■ **Objective**:
Output only the span of lines that begins at the line containing "Would you mind pointing out the low-rise" and ends at the last line of the data, both included, exactly as they appear.

--- start Exercise inputs ---

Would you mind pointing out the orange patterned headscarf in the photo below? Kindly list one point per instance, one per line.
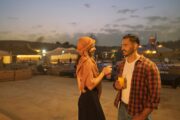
(86, 68)
(84, 45)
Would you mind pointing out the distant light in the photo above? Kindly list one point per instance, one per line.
(159, 46)
(140, 46)
(44, 52)
(154, 52)
(148, 52)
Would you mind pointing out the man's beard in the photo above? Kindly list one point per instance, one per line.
(91, 54)
(130, 52)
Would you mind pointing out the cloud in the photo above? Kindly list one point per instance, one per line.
(158, 28)
(134, 27)
(148, 7)
(114, 6)
(37, 26)
(73, 23)
(176, 21)
(87, 5)
(134, 16)
(5, 32)
(110, 30)
(115, 25)
(13, 18)
(107, 25)
(121, 19)
(125, 11)
(156, 18)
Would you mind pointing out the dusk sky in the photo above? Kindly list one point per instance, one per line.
(108, 20)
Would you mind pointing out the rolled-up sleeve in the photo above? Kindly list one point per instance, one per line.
(154, 86)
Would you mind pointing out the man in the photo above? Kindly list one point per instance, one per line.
(141, 94)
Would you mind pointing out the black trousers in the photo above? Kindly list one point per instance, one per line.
(89, 107)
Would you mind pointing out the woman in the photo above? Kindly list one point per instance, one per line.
(89, 81)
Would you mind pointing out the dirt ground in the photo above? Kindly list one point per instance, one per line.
(55, 98)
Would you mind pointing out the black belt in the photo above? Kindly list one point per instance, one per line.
(124, 104)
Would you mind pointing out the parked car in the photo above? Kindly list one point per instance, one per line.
(170, 73)
(63, 69)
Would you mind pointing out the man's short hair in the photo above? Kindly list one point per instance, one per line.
(132, 38)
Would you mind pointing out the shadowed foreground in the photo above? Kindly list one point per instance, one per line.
(55, 98)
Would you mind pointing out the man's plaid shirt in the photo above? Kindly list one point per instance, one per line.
(145, 86)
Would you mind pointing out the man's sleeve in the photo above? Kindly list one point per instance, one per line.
(154, 86)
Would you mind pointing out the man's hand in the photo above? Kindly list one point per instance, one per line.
(116, 103)
(138, 117)
(117, 85)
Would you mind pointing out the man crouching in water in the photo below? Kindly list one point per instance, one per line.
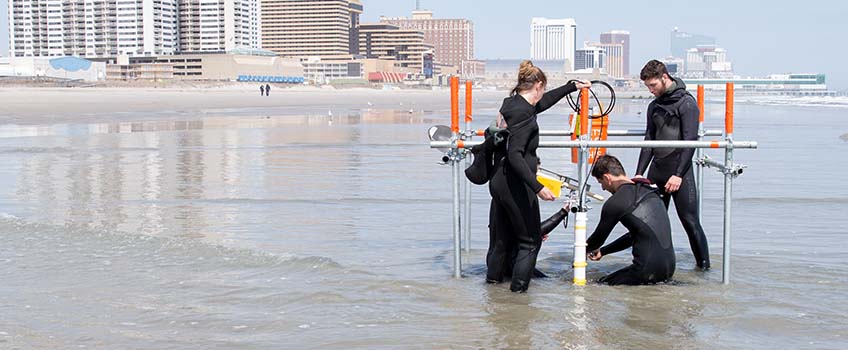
(638, 206)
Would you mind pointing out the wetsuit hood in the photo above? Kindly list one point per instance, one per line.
(674, 95)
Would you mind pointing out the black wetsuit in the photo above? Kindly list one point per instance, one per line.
(674, 116)
(639, 208)
(502, 249)
(514, 186)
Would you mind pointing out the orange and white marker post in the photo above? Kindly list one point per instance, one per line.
(581, 217)
(456, 146)
(699, 153)
(728, 181)
(468, 133)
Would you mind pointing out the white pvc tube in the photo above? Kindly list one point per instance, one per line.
(580, 248)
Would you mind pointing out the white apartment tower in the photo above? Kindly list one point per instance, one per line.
(107, 28)
(553, 40)
(218, 25)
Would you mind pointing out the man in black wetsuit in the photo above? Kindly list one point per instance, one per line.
(639, 208)
(673, 115)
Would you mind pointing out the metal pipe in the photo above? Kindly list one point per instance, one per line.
(467, 222)
(457, 254)
(616, 144)
(627, 132)
(728, 183)
(468, 118)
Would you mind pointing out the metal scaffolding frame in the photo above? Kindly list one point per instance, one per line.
(460, 141)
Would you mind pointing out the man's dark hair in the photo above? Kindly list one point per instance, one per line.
(653, 70)
(607, 164)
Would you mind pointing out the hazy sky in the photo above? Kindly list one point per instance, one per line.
(761, 37)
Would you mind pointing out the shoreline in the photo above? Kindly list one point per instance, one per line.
(54, 105)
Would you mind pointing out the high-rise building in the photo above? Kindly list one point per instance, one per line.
(386, 41)
(681, 42)
(622, 38)
(590, 57)
(553, 40)
(221, 25)
(708, 61)
(304, 28)
(452, 39)
(108, 28)
(613, 60)
(94, 28)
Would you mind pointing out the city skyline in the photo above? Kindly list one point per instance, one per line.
(760, 39)
(782, 34)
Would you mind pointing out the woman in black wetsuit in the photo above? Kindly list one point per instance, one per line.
(515, 207)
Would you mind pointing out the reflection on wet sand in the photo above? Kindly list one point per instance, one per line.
(368, 116)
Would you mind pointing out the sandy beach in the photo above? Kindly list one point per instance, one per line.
(45, 105)
(58, 105)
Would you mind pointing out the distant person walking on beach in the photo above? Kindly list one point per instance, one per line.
(673, 115)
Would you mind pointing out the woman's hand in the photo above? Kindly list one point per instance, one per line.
(546, 194)
(595, 255)
(580, 84)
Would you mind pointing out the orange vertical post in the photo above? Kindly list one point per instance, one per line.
(468, 89)
(728, 110)
(584, 111)
(701, 103)
(455, 105)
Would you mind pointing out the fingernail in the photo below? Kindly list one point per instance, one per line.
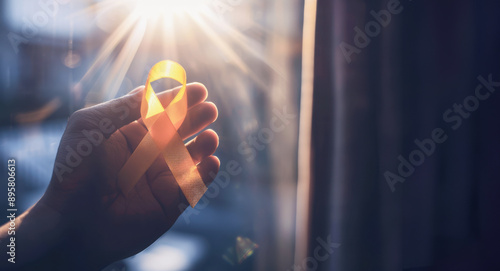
(138, 89)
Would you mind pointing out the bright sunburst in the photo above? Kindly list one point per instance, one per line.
(170, 29)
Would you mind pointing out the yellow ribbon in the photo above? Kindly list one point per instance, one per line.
(162, 137)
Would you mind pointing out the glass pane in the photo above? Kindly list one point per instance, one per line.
(61, 56)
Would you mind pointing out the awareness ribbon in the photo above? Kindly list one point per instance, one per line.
(162, 137)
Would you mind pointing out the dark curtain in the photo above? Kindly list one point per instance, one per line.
(420, 86)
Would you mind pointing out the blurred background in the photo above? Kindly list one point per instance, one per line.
(345, 183)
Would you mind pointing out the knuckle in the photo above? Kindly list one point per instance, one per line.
(80, 119)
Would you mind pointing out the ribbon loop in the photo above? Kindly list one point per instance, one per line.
(162, 137)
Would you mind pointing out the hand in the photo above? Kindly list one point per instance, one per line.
(102, 225)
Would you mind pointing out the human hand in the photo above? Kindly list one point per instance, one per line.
(103, 225)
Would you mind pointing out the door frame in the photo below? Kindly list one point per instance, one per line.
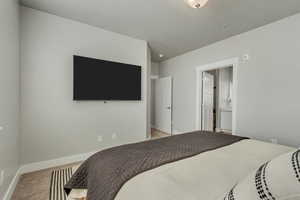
(171, 78)
(234, 62)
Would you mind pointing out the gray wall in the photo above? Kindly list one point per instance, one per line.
(268, 84)
(53, 125)
(9, 88)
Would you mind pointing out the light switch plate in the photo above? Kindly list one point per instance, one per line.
(1, 177)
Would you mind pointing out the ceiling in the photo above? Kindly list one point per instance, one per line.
(170, 26)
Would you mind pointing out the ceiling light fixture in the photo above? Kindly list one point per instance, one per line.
(196, 3)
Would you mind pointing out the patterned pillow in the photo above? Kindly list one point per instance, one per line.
(278, 179)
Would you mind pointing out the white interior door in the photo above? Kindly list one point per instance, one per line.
(163, 104)
(207, 102)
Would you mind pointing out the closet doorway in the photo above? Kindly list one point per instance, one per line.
(216, 97)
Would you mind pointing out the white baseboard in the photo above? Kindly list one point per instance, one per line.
(12, 186)
(31, 167)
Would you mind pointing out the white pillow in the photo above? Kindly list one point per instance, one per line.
(278, 179)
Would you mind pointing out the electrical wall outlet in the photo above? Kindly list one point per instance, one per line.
(274, 141)
(1, 177)
(100, 138)
(114, 136)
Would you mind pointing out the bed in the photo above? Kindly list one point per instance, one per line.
(207, 174)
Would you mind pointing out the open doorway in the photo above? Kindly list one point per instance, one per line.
(217, 94)
(216, 100)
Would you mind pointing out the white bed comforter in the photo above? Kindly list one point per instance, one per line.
(207, 176)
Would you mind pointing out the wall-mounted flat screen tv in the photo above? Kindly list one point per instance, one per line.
(105, 80)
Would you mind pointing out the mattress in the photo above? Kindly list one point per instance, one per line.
(206, 176)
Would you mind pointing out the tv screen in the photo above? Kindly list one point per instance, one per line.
(105, 80)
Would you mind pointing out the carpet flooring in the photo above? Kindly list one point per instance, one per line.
(36, 185)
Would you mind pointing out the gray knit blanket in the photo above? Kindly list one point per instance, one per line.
(104, 173)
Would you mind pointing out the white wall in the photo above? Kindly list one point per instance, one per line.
(268, 84)
(154, 72)
(9, 91)
(53, 125)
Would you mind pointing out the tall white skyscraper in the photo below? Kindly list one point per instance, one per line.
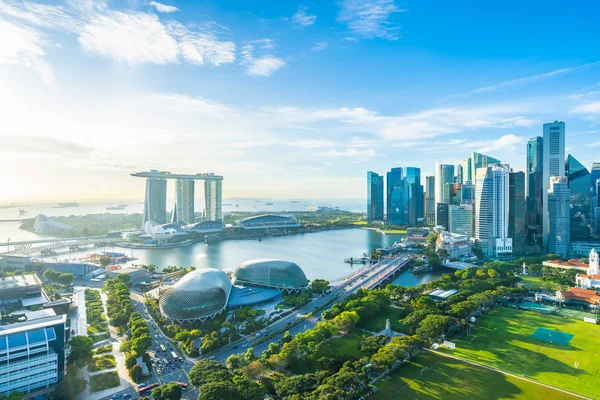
(559, 216)
(444, 174)
(491, 210)
(553, 165)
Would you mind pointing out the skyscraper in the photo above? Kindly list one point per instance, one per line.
(184, 202)
(479, 160)
(491, 210)
(430, 199)
(213, 201)
(516, 210)
(393, 178)
(444, 174)
(399, 205)
(374, 197)
(553, 159)
(580, 200)
(559, 233)
(460, 219)
(534, 187)
(155, 203)
(412, 182)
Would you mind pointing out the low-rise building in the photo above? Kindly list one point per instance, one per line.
(591, 279)
(32, 354)
(456, 245)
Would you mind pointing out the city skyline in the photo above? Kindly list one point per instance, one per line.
(241, 89)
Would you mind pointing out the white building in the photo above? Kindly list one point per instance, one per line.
(456, 245)
(558, 216)
(553, 156)
(32, 354)
(491, 210)
(460, 219)
(591, 279)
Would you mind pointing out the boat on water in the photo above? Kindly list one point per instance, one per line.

--- end Exercise inputs ---

■ **Solution to this exercise**:
Would you mind pointing out the low-rise building in the photo above? Kindly list one point per instance, one per line.
(591, 279)
(32, 354)
(456, 245)
Would you mind pointing out the city skyline in the photo above? Kindly list one point per instance, one per line.
(241, 89)
Would you mind pointing out the white building in the photo above? Kindly list one point per instance, one per line.
(456, 245)
(558, 216)
(553, 156)
(32, 354)
(491, 210)
(460, 219)
(591, 279)
Would you mind pointing out the boat on water in the photo above? Kindly list one point per instance, one per line.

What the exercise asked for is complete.